* [Supplied material]

Segment Open

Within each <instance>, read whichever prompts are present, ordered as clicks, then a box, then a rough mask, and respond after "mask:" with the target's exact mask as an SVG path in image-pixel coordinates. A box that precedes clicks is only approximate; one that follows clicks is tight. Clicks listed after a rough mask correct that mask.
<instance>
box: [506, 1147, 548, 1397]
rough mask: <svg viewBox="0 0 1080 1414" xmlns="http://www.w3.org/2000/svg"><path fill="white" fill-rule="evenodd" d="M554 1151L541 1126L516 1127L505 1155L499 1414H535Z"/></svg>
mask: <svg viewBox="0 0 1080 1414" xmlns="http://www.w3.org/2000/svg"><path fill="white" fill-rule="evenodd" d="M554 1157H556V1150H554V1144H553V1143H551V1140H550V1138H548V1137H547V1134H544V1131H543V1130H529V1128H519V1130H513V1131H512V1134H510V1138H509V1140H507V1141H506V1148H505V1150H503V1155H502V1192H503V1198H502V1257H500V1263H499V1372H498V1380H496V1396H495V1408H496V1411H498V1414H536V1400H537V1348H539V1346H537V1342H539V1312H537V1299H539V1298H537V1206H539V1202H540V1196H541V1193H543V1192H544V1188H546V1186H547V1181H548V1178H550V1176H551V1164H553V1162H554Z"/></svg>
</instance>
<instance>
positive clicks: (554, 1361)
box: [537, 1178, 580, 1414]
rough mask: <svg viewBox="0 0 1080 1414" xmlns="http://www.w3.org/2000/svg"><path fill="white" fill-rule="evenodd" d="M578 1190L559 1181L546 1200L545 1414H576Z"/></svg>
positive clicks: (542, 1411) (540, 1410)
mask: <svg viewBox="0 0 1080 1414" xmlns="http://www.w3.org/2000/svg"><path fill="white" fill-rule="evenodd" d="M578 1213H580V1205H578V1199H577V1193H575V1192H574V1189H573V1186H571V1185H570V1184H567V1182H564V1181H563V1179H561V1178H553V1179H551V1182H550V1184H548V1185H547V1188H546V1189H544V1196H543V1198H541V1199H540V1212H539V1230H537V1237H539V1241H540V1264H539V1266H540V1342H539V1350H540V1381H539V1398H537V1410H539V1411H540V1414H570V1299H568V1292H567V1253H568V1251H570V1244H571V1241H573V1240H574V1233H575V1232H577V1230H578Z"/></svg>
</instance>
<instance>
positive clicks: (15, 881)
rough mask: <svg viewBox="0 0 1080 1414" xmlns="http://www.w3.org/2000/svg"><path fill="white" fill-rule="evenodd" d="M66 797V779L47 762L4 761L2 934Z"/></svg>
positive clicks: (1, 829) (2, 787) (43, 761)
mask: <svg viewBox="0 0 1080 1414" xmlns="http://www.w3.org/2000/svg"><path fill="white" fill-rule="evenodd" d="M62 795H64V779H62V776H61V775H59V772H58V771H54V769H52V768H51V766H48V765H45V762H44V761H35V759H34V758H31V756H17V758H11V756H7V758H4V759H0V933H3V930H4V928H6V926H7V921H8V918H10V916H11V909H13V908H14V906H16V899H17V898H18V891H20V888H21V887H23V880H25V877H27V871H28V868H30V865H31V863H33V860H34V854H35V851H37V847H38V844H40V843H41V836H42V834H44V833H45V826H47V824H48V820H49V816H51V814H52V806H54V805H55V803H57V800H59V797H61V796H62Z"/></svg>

Segment Closed

* [Work to be completed] Write every line of the material out again exactly.

* [Task output]
Within each <instance>, read whichever prompts are present, ordered as clicks, then a box, then a rough mask, and respond after "mask:" with the target's exact mask as an SVG path in image-pixel coordinates. A box that precedes clicks is only approximate; one that follows clicks is tight. Clicks listed after a rough mask correct that mask.
<instance>
box: [506, 1147, 548, 1397]
rough mask: <svg viewBox="0 0 1080 1414" xmlns="http://www.w3.org/2000/svg"><path fill="white" fill-rule="evenodd" d="M554 1151L541 1126L516 1127L505 1155L499 1414H535Z"/></svg>
mask: <svg viewBox="0 0 1080 1414" xmlns="http://www.w3.org/2000/svg"><path fill="white" fill-rule="evenodd" d="M554 1157H556V1150H554V1144H553V1143H551V1140H550V1138H548V1137H547V1134H544V1131H543V1130H529V1128H519V1130H513V1131H512V1134H510V1138H509V1140H507V1141H506V1148H505V1150H503V1155H502V1192H503V1198H502V1257H500V1263H499V1372H498V1380H496V1396H495V1408H496V1411H498V1414H536V1400H537V1348H539V1346H537V1342H539V1312H537V1299H539V1298H537V1206H539V1202H540V1196H541V1193H543V1192H544V1188H546V1186H547V1181H548V1178H550V1176H551V1164H553V1162H554Z"/></svg>
</instance>
<instance>
positive clicks: (554, 1361)
box: [537, 1178, 580, 1414]
rough mask: <svg viewBox="0 0 1080 1414" xmlns="http://www.w3.org/2000/svg"><path fill="white" fill-rule="evenodd" d="M578 1190L559 1181L546 1200L545 1414H576Z"/></svg>
positive clicks: (542, 1411) (540, 1410)
mask: <svg viewBox="0 0 1080 1414" xmlns="http://www.w3.org/2000/svg"><path fill="white" fill-rule="evenodd" d="M578 1213H580V1205H578V1199H577V1193H575V1192H574V1189H573V1186H571V1185H570V1184H567V1182H564V1181H563V1179H561V1178H553V1179H551V1182H550V1184H548V1185H547V1188H546V1189H544V1196H543V1198H541V1199H540V1212H539V1230H537V1237H539V1241H540V1264H539V1266H540V1342H539V1350H540V1381H539V1398H537V1410H539V1411H540V1414H570V1299H568V1292H567V1253H568V1251H570V1244H571V1241H573V1240H574V1233H575V1232H577V1230H578Z"/></svg>
</instance>
<instance>
positive clicks: (15, 881)
rough mask: <svg viewBox="0 0 1080 1414" xmlns="http://www.w3.org/2000/svg"><path fill="white" fill-rule="evenodd" d="M66 797V779L47 762L4 761L2 934Z"/></svg>
positive clicks: (1, 829) (2, 787) (43, 761)
mask: <svg viewBox="0 0 1080 1414" xmlns="http://www.w3.org/2000/svg"><path fill="white" fill-rule="evenodd" d="M62 795H64V779H62V776H61V775H59V772H58V771H54V769H52V768H51V766H48V765H45V762H44V761H35V759H34V758H31V756H17V758H11V756H7V758H4V759H0V933H3V930H4V928H6V926H7V921H8V918H10V916H11V909H13V908H14V906H16V899H17V898H18V891H20V888H21V887H23V880H25V877H27V871H28V868H30V865H31V863H33V860H34V854H35V851H37V847H38V844H40V843H41V836H42V834H44V833H45V826H47V824H48V820H49V816H51V814H52V806H54V805H55V803H57V800H59V797H61V796H62Z"/></svg>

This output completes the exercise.